═════ DOCUMENT EXTRACT ═════

How to start controlling token consumption with routing
Start by measuring what you already have, then route incrementally as you build confidence in your quality thresholds.
- Audit every model call in your current workflows. For each call, record the task type, input token count, output token count, model used, and what the output feeds into downstream. Most teams discover that the bulk of their token spend comes from a handful of recurring task patterns.
- Score each task on three dimensions. Rate every task for reasoning complexity (does the model need to synthesize across sources, or is the answer extractable from a single passage?), output sensitivity (internal intermediate result or customer-facing final output?), and context length (how many tokens does the input contain?). These three scores determine the model tier.
- Run side-by-side quality comparisons. Before moving any task to a cheaper model tier, test on 30 to 50 representative inputs. Compare outputs from the current model and the proposed model using domain-specific quality criteria, not generic benchmarks. If quality holds, route the task down.
- Implement token ceilings per agent run and per workflow. Set maximum input and output token budgets for each agent execution. When a run hits its ceiling, it terminates or escalates to a human rather than continuing to consume tokens on retries.
- Build cost-per-outcome observability. Log total tokens and total cost for each completed workflow, broken down by step and model tier. Glean's platform provides this visibility by instrumenting each step of an agent workflow, so you can identify which steps are the most expensive relative to their contribution to the final result.
- Review your routing table quarterly. New model releases shift the capability-to-cost ratio continuously. A task that needed a frontier model six months ago may run equally well on a model that costs one-fifth as much today. Apply a token cost management framework to structure these reviews.
Frequently asked questions
How can routing improve token efficiency in AI?
Routing directs each step in a multi-model workflow to the most cost-efficient model that meets the task's quality requirements. By handling the majority of tasks at the cheapest viable tier and reserving frontier models for complex reasoning, teams can significantly reduce total token spend without degrading output quality.
What are the limitations of relying solely on cheaper models?

═════ DATA EXCERPTS ═════

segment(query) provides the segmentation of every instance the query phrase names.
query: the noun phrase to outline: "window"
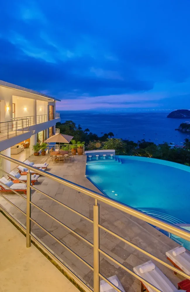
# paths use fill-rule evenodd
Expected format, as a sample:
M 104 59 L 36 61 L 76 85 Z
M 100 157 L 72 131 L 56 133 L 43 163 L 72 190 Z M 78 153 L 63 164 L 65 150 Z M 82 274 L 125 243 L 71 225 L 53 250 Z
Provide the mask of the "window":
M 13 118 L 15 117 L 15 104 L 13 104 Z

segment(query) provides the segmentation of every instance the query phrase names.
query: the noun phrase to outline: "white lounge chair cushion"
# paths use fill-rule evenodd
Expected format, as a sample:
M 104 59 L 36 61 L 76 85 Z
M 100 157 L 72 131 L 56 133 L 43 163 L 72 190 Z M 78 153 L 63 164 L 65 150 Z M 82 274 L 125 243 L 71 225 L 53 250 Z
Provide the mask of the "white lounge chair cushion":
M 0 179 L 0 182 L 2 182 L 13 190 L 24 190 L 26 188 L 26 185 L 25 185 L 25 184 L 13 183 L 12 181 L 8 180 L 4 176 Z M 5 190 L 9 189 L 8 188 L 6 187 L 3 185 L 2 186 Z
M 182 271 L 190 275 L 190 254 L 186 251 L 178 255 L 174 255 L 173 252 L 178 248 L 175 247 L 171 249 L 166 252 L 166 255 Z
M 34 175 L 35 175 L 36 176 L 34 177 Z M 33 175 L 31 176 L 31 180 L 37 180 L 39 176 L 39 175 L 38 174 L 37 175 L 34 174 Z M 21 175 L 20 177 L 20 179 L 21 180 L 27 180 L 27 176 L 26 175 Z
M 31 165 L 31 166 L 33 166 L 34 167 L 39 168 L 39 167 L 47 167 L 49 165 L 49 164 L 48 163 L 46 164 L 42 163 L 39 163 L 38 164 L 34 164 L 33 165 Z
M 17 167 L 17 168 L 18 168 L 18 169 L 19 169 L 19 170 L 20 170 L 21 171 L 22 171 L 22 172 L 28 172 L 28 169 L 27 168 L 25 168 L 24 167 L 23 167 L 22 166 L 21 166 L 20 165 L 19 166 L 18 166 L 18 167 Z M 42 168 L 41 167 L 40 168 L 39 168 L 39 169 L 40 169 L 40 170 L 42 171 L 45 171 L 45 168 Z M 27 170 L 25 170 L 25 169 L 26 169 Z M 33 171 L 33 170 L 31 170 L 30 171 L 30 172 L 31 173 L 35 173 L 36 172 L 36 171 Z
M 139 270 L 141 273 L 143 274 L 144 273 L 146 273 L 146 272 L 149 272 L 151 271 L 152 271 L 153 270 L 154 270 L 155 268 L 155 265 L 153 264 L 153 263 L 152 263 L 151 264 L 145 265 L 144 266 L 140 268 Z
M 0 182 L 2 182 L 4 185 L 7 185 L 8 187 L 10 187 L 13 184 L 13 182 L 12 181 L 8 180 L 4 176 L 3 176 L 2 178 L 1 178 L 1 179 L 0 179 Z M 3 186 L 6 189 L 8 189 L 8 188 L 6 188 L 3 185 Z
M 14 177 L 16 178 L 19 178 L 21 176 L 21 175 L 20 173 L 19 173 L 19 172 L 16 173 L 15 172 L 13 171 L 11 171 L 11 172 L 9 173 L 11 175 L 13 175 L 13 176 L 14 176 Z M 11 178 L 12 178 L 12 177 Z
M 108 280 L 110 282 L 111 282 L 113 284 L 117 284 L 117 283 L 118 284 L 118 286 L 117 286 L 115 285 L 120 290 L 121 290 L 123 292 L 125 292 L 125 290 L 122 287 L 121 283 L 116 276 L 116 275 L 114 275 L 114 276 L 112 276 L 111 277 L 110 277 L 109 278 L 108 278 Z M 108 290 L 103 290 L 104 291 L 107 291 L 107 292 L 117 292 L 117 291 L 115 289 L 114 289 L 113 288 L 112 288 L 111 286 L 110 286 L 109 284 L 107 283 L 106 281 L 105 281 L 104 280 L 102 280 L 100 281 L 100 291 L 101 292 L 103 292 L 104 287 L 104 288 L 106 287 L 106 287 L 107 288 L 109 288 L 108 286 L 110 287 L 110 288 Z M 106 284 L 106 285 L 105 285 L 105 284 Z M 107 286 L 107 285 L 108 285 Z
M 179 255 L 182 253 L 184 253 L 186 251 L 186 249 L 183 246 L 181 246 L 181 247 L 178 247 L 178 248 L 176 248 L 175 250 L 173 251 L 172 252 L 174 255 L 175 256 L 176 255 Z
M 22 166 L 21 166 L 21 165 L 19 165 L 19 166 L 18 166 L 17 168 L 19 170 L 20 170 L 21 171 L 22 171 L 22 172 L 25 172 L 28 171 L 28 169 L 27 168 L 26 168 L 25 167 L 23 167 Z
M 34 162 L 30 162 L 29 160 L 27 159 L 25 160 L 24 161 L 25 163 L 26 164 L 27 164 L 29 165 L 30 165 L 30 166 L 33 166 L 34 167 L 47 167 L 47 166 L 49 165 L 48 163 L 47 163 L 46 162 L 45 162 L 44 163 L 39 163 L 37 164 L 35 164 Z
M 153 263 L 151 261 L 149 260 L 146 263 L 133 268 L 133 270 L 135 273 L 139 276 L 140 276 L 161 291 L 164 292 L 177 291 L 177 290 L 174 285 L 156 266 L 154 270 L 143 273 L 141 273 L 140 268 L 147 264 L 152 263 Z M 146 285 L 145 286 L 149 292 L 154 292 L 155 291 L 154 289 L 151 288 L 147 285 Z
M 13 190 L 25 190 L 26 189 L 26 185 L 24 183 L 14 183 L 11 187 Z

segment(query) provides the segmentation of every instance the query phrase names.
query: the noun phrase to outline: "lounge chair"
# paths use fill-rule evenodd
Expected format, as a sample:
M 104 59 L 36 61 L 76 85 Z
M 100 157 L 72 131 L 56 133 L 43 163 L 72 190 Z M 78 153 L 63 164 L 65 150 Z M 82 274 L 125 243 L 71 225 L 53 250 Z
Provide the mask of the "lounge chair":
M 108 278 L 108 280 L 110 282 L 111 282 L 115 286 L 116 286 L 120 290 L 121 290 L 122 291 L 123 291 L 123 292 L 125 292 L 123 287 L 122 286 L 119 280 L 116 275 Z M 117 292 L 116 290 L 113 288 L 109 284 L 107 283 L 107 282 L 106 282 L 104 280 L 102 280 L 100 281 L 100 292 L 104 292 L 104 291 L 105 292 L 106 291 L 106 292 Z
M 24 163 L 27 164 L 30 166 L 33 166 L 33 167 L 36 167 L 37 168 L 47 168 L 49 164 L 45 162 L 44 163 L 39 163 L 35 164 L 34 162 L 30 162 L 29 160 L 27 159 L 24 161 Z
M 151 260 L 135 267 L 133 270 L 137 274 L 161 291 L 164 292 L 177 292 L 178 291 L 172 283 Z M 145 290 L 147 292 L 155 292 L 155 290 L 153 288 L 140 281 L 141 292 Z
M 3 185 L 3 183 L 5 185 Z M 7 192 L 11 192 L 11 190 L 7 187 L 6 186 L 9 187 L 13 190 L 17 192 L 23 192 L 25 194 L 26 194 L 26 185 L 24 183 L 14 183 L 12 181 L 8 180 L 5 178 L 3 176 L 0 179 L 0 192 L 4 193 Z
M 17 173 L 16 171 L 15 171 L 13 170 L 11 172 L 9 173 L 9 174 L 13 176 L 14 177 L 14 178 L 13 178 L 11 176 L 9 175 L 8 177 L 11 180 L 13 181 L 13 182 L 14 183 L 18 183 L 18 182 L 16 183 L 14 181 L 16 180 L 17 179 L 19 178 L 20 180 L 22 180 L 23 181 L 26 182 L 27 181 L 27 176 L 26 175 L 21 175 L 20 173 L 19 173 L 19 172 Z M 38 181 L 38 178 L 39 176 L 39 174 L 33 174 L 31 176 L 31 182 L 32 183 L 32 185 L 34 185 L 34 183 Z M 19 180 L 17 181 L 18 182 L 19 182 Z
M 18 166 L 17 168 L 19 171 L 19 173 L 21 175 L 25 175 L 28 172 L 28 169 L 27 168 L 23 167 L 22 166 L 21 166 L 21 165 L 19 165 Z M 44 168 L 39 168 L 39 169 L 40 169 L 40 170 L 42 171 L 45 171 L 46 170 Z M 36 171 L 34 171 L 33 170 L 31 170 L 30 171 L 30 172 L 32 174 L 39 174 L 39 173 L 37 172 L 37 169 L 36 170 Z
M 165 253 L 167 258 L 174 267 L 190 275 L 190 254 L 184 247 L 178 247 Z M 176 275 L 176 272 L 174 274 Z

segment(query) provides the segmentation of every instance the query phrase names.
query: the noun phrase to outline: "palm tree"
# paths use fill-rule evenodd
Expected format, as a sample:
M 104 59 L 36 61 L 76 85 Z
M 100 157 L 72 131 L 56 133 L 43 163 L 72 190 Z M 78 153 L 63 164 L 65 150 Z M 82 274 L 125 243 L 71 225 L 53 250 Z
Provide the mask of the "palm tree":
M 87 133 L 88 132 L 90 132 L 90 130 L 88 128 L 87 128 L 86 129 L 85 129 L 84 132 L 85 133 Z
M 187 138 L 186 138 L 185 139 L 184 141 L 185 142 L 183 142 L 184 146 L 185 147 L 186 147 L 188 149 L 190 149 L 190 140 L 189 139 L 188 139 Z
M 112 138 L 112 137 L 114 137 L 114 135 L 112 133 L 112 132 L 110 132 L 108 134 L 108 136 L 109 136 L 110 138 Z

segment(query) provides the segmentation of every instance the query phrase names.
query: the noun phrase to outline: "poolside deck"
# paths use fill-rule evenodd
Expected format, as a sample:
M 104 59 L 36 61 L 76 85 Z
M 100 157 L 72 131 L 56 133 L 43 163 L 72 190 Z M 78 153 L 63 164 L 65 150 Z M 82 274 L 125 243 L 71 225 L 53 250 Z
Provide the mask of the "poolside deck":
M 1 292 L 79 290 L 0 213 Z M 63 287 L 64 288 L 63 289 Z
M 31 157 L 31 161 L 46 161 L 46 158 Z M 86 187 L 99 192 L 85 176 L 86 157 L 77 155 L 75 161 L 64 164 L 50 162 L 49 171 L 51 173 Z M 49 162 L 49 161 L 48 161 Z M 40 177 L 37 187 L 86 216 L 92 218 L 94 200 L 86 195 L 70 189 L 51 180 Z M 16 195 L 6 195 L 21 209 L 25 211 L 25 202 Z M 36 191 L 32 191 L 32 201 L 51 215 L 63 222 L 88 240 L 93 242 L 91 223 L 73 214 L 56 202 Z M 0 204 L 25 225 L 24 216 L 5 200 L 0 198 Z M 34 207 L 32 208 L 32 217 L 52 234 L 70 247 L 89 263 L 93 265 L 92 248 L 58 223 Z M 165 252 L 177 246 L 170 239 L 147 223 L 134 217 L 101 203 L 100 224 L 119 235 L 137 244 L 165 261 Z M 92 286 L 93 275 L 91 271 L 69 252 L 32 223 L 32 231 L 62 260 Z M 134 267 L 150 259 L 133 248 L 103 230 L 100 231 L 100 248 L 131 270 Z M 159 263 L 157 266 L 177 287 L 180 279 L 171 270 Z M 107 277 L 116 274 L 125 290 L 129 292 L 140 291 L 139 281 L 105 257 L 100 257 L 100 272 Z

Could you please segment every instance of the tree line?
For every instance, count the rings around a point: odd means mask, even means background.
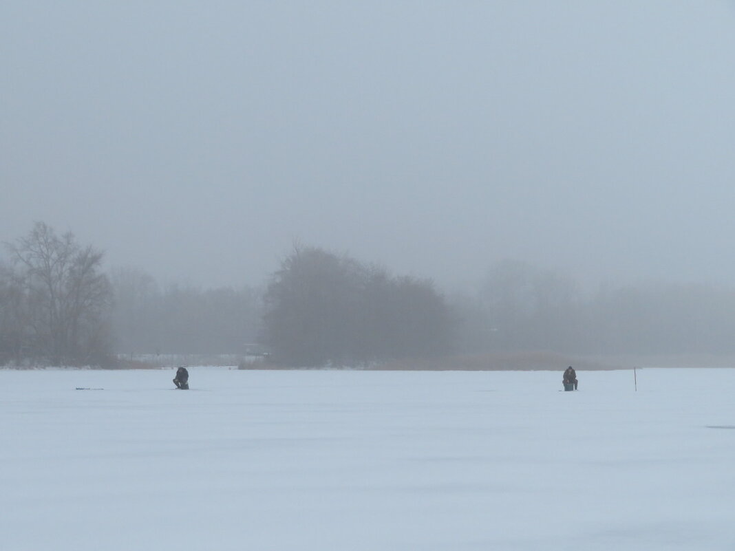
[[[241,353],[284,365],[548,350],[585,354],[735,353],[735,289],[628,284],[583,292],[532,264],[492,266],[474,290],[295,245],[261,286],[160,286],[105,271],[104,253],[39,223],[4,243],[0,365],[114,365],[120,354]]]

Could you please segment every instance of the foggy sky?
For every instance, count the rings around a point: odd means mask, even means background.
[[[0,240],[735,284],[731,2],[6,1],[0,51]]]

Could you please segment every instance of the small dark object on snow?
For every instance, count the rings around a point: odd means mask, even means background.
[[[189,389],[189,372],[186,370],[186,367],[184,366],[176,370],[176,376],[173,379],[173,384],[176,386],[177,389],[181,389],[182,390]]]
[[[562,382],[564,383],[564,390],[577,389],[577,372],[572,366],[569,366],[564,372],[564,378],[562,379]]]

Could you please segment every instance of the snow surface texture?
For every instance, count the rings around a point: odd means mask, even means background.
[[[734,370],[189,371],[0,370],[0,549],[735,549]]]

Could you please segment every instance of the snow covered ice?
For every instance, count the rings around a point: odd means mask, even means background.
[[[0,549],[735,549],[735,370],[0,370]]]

═════

PROBLEM STATEMENT: Continue the guide on using routing to control token consumption, starting right after its final line.

THE ANSWER:
Cheaper models lack the reasoning depth needed for multi-step synthesis, nuanced policy interpretation, and ambiguous classification. Routing everything to a single budget model doesn't reduce volume. Agentic workloads still generate the same number of calls, and quality drops on the tasks that matter most.
How does token efficiency impact AI scalability?
Without routing, scaling agentic workloads scales spending linearly. Double the users, double the token bill. Routing decouples usage growth from cost growth by compressing per-task consumption, so teams can expand AI-driven workflows without proportional budget increases.
What are the future trends in AI token management?
The industry is moving toward outcome-based pricing, where you pay for completed tasks rather than raw tokens consumed. Enterprises are building token governance programs, including budgets, ceilings, observability, and quarterly reviews, with the same rigor they apply to cloud infrastructure spend.
Can models predict their own token costs before executing a task?
Not reliably. Based on Glean's internal analysis of enterprise agent workflows (2025), the correlation between predicted and actual token usage is weak. Token budgets and routing decisions should be built from production observability data, not from model self-estimates.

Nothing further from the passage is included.